→ **Stated goal**
Reproduce the forum thread below about a partnership offer in Dubai word for word, from its heading through the last poster line.

━━━━━ Excerpted text

# new to the forum, looking at position in Dubai



## Jace (Apr 1, 2008)

HI, I'm in discussion right now with a guy in Dubai, for a position where I would be a partner and we would do equal profit-sharing.... He has invited me to spend one week there to meet one another and to discuss the position/company in more detail. I have never been to Dubai so this is an opportunity to be in the country as he and I talk about this alliance. (its rather expensive to do this, he has offered to pay for the hotel and expenses if I can get a flight... but I've asked him if he'd cover the whole thing. After we meet, it is possible I could move to Dubai, as soon as this summer... June - August... 
He told me that my income potential is "unlimited"... but I want to get some clear minimum numbers... If I had my apartment, car, cell, health covered, what kind of salary would I want to earn to make it all a good thing.... ??? anyone got any feedback???


----------



## Elphaba (Jan 24, 2008)

Hello Jace

Many of the other threads have discussed salaries. If you have no other expenses at all, you can live very comfortably on AED 15k pm. Many will do well on less, but it depends on your definition of lifestyle...

Curious as to what this lucrative business with the unlimited potential might be. I'll just say that the streets of Dubai are not paved with gold.


----------



## Jace (Apr 1, 2008)

━━━━━━━━━━
━━━━━ Available data

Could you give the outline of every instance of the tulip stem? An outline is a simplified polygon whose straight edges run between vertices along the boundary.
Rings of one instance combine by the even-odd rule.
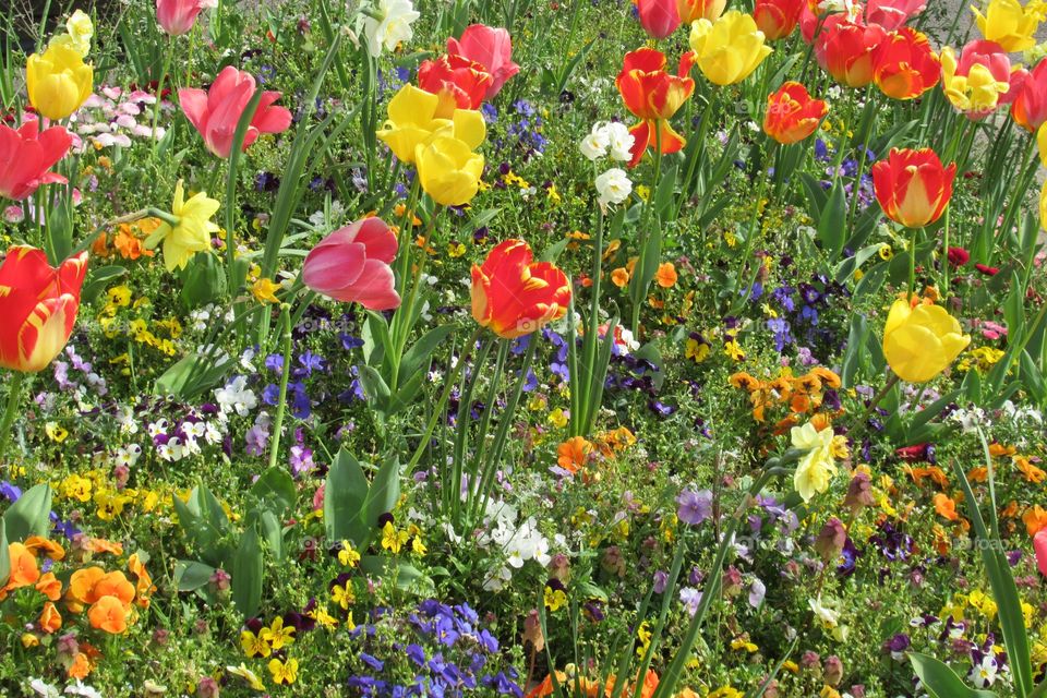
[[[3,410],[3,420],[0,421],[0,461],[7,460],[8,438],[11,435],[11,424],[19,411],[22,401],[22,385],[25,383],[25,373],[15,371],[8,384],[8,406]]]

━━━━━━━━━━

→ **Solution**
# new to the forum, looking at position in Dubai



## Jace (Apr 1, 2008)

HI, I'm in discussion right now with a guy in Dubai, for a position where I would be a partner and we would do equal profit-sharing.... He has invited me to spend one week there to meet one another and to discuss the position/company in more detail. I have never been to Dubai so this is an opportunity to be in the country as he and I talk about this alliance. (its rather expensive to do this, he has offered to pay for the hotel and expenses if I can get a flight... but I've asked him if he'd cover the whole thing. After we meet, it is possible I could move to Dubai, as soon as this summer... June - August... 
He told me that my income potential is "unlimited"... but I want to get some clear minimum numbers... If I had my apartment, car, cell, health covered, what kind of salary would I want to earn to make it all a good thing.... ??? anyone got any feedback???


----------



## Elphaba (Jan 24, 2008)

Hello Jace

Many of the other threads have discussed salaries. If you have no other expenses at all, you can live very comfortably on AED 15k pm. Many will do well on less, but it depends on your definition of lifestyle...

Curious as to what this lucrative business with the unlimited potential might be. I'll just say that the streets of Dubai are not paved with gold.


----------



## Jace (Apr 1, 2008)